Oh Sorry meinte natürlich dich Ruffstaarr 

Der i7 unterstützt auf jedenfall die 16GB Ram und ist dadurch, dass er 4 Ramsteckplätze (beim Asus) hat einfach aufzurüsten.



			
				Ruffstaarr schrieb:
			
		

> Danke auch an Big0 für deine Einschätzung! Kann man bei dem Teil die Grafik ausschalten, um Akku zu sparen? Das Display werde ich dann wohl im nächsten Media-Markt mal genauer unter die Lupe nehmen... Danke für den Hinweis.


Das NB untersützt die Nvidia Optimus Technologie, dadurch schaltet es die Nvidia im Desktop ab und verwendet die HD 3000. 
Akku hält dann ca. 3,5h.  

Als Alternative hatte ich auch noch das Dell XPS15, dieses wurde in Tests aber immer als sehr laut bezeichnet, deshalb habe ich davon abstand genommen.
Wie das neue Vostro ist kann ich aber auch nicht sagen, *>hier<* aber mal ein Test.
Dort ist bloß der kleine i5 mit Nvidia GF 525m drin aber wird unter Last deutlich lauter als das Asus, wäre für mich ein K.O. Kriterium.


----------



## Cyberian (17. Mai 2011)

War ja nur ein Späßchen von mir deswegen auch der Smilie, Asus ist auf jeden Fall Ok ich habe auch stur nach deinen Vorgaben gesucht und dann einfach den billigsten genannt . Gruß Sebastian


----------



## Ruffstaarr (17. Mai 2011)

*AW: Entwickler Notebook bis 900€*

Ach, ja, das leben könnte ohne Qual der Wahl so einfach sein
Ich habe selber mal bei Dell geschaut und bin mit einem XPS 17 6GB Ram mit Sandy-Bridge auf 929€ gekommen. HMM, gar nicht so einfach! Jetzt soll der auch noch laut sein, und ausserdem weiss ich nich, ob "truelife HD" So spiegelt, dass man sich "in der Konsole" selber bewundern kann


----------

--- --- ---

▸ **Aufgabe A**
Gib aus dem Textauszug alles von „Als Alternative hatte“ bis hinunter zu „Cyberian (17. Mai 2011)“ wortgetreu wieder.
▸ **Aufgabe B**
Beantworte anhand des Textauszugs diese Fragen:
(i) Wie viele Ramsteckplätze hat das Asus?
(ii) Wie lange hält der Akku ungefähr, wenn das Notebook im Desktop die HD 3000 verwendet?
(iii) Auf welchen Preis kam Ruffstaarr bei Dell mit einem XPS 17?
▸ **Aufgabe C**
Prüfe, ob diese Aussagen mit dem Textauszug übereinstimmen. Antworte jeweils mit Ja oder Nein und zitiere die entscheidende Stelle wörtlich.
(i) Das Dell XPS15 wurde in Tests als sehr leise bezeichnet.
(ii) In dem getesteten Vostro steckt eine Nvidia GF 525m.
(iii) Cyberian hat nach den Vorgaben gesucht und das teuerste Gerät genannt.
Die Daten stammen aus einer anderen Quelle als der Textauszug.

▸ **Bereitgestellte Daten**
--- --- ---

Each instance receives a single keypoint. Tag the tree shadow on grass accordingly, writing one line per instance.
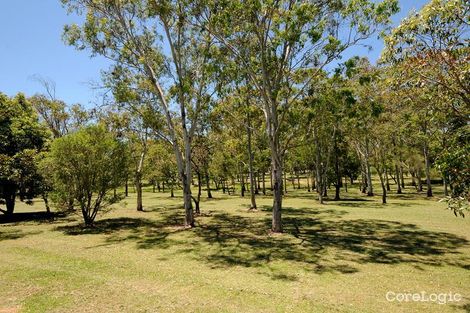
(314, 240)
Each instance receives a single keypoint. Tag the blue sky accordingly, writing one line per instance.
(31, 44)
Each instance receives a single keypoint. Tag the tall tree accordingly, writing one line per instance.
(132, 34)
(282, 46)
(22, 137)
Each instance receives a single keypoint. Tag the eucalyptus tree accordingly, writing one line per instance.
(132, 128)
(431, 47)
(22, 138)
(282, 46)
(156, 48)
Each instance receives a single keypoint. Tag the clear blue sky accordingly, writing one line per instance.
(31, 44)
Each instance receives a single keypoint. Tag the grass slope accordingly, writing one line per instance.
(340, 257)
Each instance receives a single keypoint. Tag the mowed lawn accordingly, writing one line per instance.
(339, 257)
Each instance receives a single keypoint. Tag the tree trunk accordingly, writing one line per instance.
(402, 178)
(277, 195)
(208, 185)
(250, 164)
(242, 182)
(138, 188)
(420, 183)
(446, 184)
(264, 184)
(46, 202)
(387, 181)
(370, 191)
(10, 195)
(197, 200)
(138, 177)
(428, 167)
(384, 188)
(285, 183)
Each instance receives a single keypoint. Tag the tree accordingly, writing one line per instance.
(282, 46)
(86, 166)
(22, 137)
(132, 33)
(431, 47)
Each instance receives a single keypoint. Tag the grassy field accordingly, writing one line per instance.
(343, 256)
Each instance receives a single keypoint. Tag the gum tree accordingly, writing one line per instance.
(155, 49)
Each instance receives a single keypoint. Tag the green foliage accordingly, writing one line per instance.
(22, 137)
(85, 166)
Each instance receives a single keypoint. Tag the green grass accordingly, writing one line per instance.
(339, 257)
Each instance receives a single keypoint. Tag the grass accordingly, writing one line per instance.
(339, 257)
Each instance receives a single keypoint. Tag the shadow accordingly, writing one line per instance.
(16, 234)
(31, 217)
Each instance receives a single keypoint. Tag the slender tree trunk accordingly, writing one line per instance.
(264, 183)
(271, 187)
(138, 178)
(208, 185)
(250, 163)
(384, 188)
(10, 195)
(242, 181)
(420, 183)
(46, 202)
(308, 182)
(428, 172)
(446, 185)
(387, 181)
(197, 200)
(277, 195)
(413, 178)
(138, 188)
(402, 179)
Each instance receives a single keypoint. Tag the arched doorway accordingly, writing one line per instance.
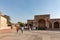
(41, 23)
(56, 25)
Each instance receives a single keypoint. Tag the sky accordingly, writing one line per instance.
(22, 10)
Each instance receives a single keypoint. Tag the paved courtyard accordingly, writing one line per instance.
(30, 35)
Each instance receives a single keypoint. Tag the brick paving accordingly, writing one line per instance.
(29, 35)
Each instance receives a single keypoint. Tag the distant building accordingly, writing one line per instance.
(45, 21)
(3, 22)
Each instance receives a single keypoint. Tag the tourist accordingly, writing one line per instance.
(17, 28)
(22, 29)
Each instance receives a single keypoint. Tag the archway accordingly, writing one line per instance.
(41, 23)
(56, 25)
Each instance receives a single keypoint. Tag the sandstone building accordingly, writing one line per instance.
(3, 22)
(45, 21)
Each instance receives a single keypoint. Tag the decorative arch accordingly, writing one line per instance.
(56, 24)
(41, 23)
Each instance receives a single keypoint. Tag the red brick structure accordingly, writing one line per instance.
(45, 21)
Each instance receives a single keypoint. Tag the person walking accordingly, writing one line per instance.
(17, 28)
(22, 29)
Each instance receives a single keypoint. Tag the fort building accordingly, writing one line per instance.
(45, 21)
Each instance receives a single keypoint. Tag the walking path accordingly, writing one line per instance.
(30, 35)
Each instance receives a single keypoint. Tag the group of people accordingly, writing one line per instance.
(17, 27)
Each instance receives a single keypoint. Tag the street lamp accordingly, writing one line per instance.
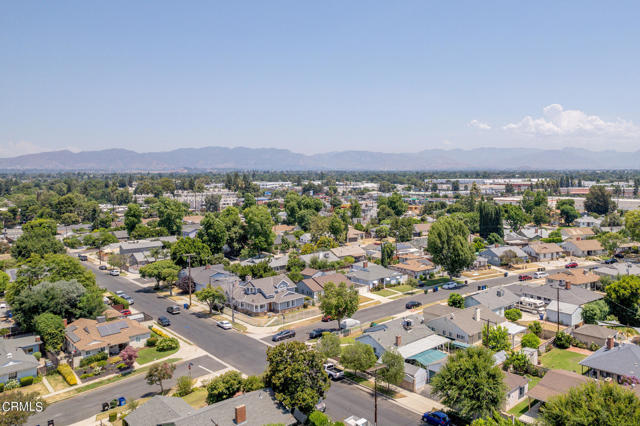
(374, 372)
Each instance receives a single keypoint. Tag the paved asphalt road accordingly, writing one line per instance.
(345, 399)
(89, 404)
(397, 306)
(246, 354)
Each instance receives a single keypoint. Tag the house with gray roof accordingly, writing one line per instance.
(498, 255)
(15, 362)
(614, 360)
(371, 275)
(498, 299)
(270, 294)
(547, 293)
(253, 408)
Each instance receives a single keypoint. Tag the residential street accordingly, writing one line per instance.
(88, 404)
(244, 353)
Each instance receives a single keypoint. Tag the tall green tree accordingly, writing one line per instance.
(213, 232)
(598, 200)
(260, 237)
(471, 383)
(623, 297)
(594, 403)
(296, 375)
(170, 214)
(132, 217)
(184, 246)
(490, 219)
(339, 301)
(448, 243)
(358, 356)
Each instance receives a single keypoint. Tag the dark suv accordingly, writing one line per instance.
(284, 334)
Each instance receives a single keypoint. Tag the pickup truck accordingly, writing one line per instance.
(333, 372)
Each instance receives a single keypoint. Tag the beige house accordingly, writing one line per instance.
(85, 337)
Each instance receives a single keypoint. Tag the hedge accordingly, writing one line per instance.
(26, 381)
(66, 372)
(159, 332)
(101, 356)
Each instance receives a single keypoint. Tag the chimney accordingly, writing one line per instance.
(241, 414)
(610, 343)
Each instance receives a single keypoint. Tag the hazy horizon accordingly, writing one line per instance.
(317, 78)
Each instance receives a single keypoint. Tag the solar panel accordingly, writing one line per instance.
(111, 328)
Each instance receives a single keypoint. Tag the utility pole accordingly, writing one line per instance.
(558, 316)
(188, 256)
(374, 371)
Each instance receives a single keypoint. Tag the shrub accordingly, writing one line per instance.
(12, 384)
(101, 356)
(26, 381)
(513, 314)
(167, 344)
(67, 373)
(563, 340)
(184, 386)
(530, 340)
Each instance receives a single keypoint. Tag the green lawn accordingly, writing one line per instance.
(197, 398)
(384, 292)
(147, 355)
(563, 360)
(403, 288)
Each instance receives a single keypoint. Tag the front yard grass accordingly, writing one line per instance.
(147, 355)
(385, 293)
(197, 398)
(562, 359)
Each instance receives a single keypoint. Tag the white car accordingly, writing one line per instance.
(450, 285)
(225, 325)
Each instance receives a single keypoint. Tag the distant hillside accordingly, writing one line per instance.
(218, 158)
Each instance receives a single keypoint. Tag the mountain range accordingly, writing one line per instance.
(221, 158)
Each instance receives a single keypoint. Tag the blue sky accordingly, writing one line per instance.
(318, 76)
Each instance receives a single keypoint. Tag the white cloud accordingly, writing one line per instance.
(479, 125)
(556, 121)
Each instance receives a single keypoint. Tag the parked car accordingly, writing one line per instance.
(173, 310)
(436, 418)
(225, 325)
(333, 372)
(412, 304)
(326, 318)
(317, 332)
(284, 334)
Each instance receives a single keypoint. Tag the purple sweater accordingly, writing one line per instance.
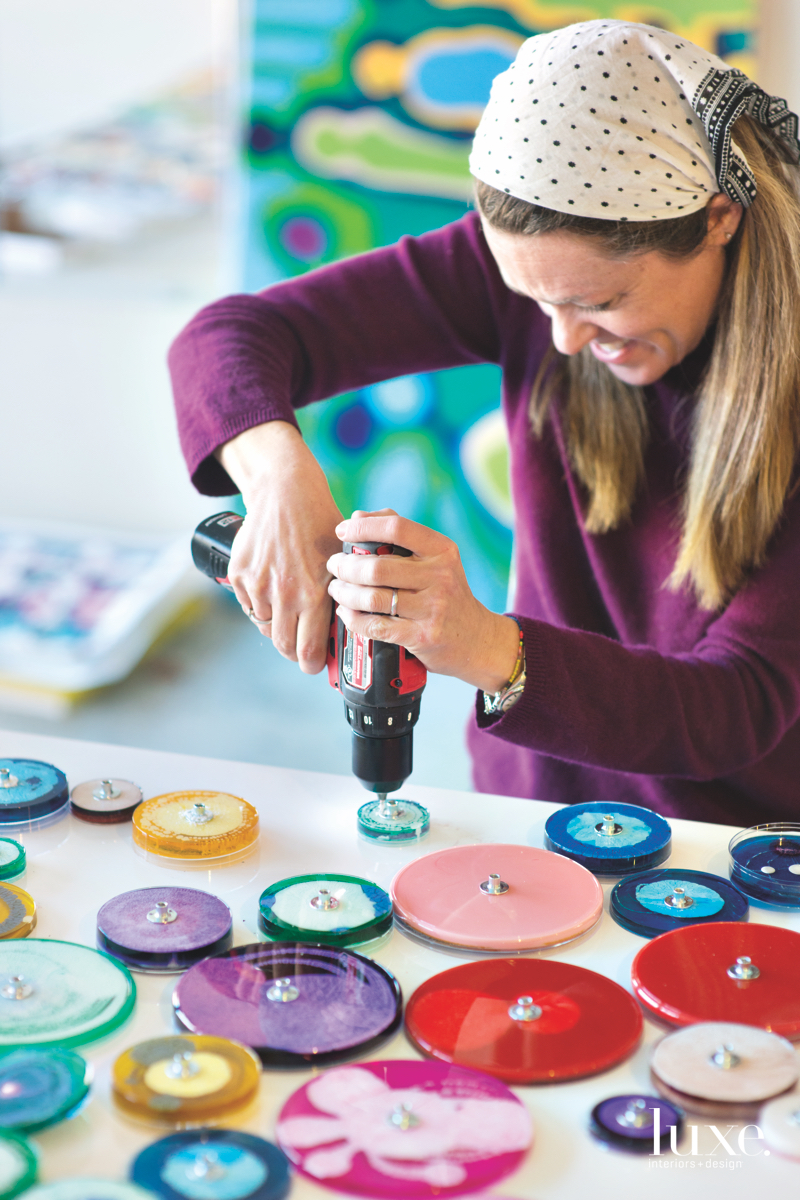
(633, 693)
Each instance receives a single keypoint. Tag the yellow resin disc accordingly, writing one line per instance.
(194, 825)
(17, 912)
(185, 1080)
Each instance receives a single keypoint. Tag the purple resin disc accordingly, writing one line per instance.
(200, 925)
(293, 1003)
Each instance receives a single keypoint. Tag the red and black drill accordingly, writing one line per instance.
(382, 684)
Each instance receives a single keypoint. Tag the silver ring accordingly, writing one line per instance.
(257, 619)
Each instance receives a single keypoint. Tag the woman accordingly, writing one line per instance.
(636, 270)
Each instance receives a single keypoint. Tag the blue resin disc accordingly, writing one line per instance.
(40, 1086)
(648, 904)
(40, 790)
(641, 839)
(212, 1164)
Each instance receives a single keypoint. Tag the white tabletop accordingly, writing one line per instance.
(308, 825)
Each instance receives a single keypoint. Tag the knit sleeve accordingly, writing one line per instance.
(426, 304)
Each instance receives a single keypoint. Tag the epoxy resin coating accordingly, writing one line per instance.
(335, 910)
(163, 929)
(290, 1002)
(725, 971)
(607, 839)
(404, 1129)
(30, 791)
(656, 901)
(547, 899)
(18, 1165)
(194, 825)
(40, 1086)
(212, 1164)
(524, 1020)
(60, 994)
(184, 1081)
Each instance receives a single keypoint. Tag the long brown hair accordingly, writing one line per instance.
(746, 421)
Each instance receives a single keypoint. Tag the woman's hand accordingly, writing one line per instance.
(277, 563)
(438, 618)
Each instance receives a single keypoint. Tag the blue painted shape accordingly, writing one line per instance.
(705, 901)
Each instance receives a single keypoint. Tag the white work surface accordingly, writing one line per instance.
(308, 825)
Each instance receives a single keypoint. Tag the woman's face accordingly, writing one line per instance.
(641, 316)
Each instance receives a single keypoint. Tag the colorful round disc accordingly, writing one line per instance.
(497, 898)
(17, 912)
(392, 820)
(12, 859)
(104, 801)
(404, 1129)
(722, 1061)
(780, 1123)
(609, 839)
(163, 929)
(18, 1165)
(30, 791)
(56, 993)
(335, 910)
(524, 1020)
(40, 1086)
(212, 1164)
(88, 1187)
(185, 1080)
(639, 1123)
(292, 1003)
(765, 863)
(722, 971)
(196, 826)
(657, 901)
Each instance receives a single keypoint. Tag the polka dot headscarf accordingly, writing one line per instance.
(620, 121)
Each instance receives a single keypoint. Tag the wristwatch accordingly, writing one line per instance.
(507, 696)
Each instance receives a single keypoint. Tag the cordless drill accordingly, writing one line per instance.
(380, 683)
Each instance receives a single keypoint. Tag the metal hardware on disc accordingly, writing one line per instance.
(198, 814)
(637, 1115)
(16, 989)
(324, 900)
(206, 1167)
(182, 1066)
(679, 899)
(403, 1116)
(494, 886)
(162, 915)
(283, 990)
(608, 827)
(725, 1057)
(107, 791)
(524, 1009)
(744, 969)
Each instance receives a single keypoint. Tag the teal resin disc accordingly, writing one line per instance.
(12, 858)
(335, 910)
(18, 1165)
(56, 993)
(40, 1086)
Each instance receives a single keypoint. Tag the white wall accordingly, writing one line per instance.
(70, 63)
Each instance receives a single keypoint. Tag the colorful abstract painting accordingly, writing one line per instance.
(361, 114)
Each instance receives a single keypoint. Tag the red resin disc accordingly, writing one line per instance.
(683, 977)
(587, 1024)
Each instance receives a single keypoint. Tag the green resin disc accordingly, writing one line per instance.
(56, 993)
(394, 821)
(334, 910)
(17, 1165)
(12, 858)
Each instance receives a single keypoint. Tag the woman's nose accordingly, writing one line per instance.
(571, 331)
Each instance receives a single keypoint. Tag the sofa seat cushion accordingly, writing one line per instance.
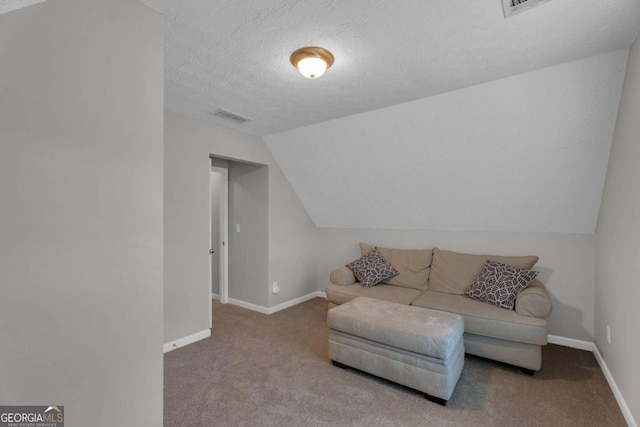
(454, 272)
(412, 265)
(487, 320)
(340, 294)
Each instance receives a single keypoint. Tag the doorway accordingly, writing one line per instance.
(219, 231)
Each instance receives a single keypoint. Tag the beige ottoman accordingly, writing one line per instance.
(413, 346)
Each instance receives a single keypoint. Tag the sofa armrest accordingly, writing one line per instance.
(342, 276)
(534, 301)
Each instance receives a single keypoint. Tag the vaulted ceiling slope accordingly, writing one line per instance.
(524, 153)
(235, 54)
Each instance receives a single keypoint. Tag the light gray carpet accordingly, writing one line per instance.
(260, 370)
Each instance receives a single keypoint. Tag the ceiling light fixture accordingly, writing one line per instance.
(312, 62)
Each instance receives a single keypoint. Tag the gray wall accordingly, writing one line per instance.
(81, 124)
(566, 263)
(249, 248)
(617, 237)
(291, 234)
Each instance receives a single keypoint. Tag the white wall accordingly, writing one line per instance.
(291, 257)
(525, 153)
(617, 246)
(81, 118)
(566, 263)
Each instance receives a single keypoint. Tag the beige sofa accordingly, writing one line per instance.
(437, 279)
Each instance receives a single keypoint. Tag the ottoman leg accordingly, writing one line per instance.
(528, 372)
(338, 364)
(434, 399)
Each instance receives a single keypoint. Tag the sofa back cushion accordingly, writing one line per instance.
(412, 265)
(454, 273)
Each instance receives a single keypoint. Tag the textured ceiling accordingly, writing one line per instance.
(234, 54)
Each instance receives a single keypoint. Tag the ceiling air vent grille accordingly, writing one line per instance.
(511, 7)
(226, 114)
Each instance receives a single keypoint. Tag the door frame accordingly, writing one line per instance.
(223, 246)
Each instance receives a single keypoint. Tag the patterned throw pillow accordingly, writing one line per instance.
(499, 284)
(372, 268)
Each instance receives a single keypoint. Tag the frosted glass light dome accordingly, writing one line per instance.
(312, 62)
(312, 67)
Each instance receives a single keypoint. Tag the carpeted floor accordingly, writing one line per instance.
(273, 370)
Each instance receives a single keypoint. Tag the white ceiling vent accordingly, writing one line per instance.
(511, 7)
(226, 114)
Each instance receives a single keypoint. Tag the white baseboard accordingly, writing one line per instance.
(276, 308)
(626, 412)
(590, 346)
(187, 340)
(248, 305)
(570, 342)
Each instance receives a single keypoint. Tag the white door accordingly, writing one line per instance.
(218, 185)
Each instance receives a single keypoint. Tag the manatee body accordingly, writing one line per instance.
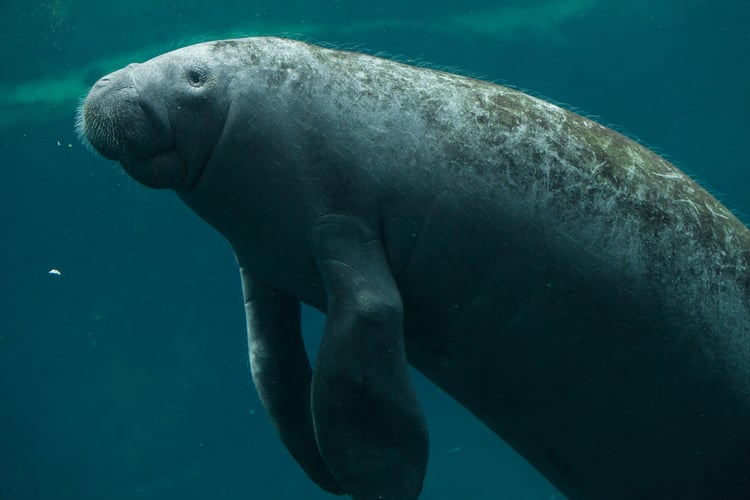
(579, 294)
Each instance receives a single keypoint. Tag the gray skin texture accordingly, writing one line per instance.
(578, 293)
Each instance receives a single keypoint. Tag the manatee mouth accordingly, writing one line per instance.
(116, 121)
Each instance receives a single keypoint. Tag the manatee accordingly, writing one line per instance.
(579, 294)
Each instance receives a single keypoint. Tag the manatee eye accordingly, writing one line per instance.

--- --- ---

▸ **Ergebnis A**
Als Alternative hatte ich auch noch das Dell XPS15, dieses wurde in Tests aber immer als sehr laut bezeichnet, deshalb habe ich davon abstand genommen.
Wie das neue Vostro ist kann ich aber auch nicht sagen, *>hier<* aber mal ein Test.
Dort ist bloß der kleine i5 mit Nvidia GF 525m drin aber wird unter Last deutlich lauter als das Asus, wäre für mich ein K.O. Kriterium.


----------



## Cyberian (17. Mai 2011)

▸ **Ergebnis B**
(i) 4 Ramsteckplätze.
(ii) Ca. 3,5 h.
(iii) Auf 929 €.

▸ **Ergebnis C**
(i) Nein: „dieses wurde in Tests aber immer als sehr laut bezeichnet“
(ii) Ja: „Dort ist bloß der kleine i5 mit Nvidia GF 525m drin“
(iii) Nein: „ich habe auch stur nach deinen Vorgaben gesucht und dann einfach den billigsten genannt“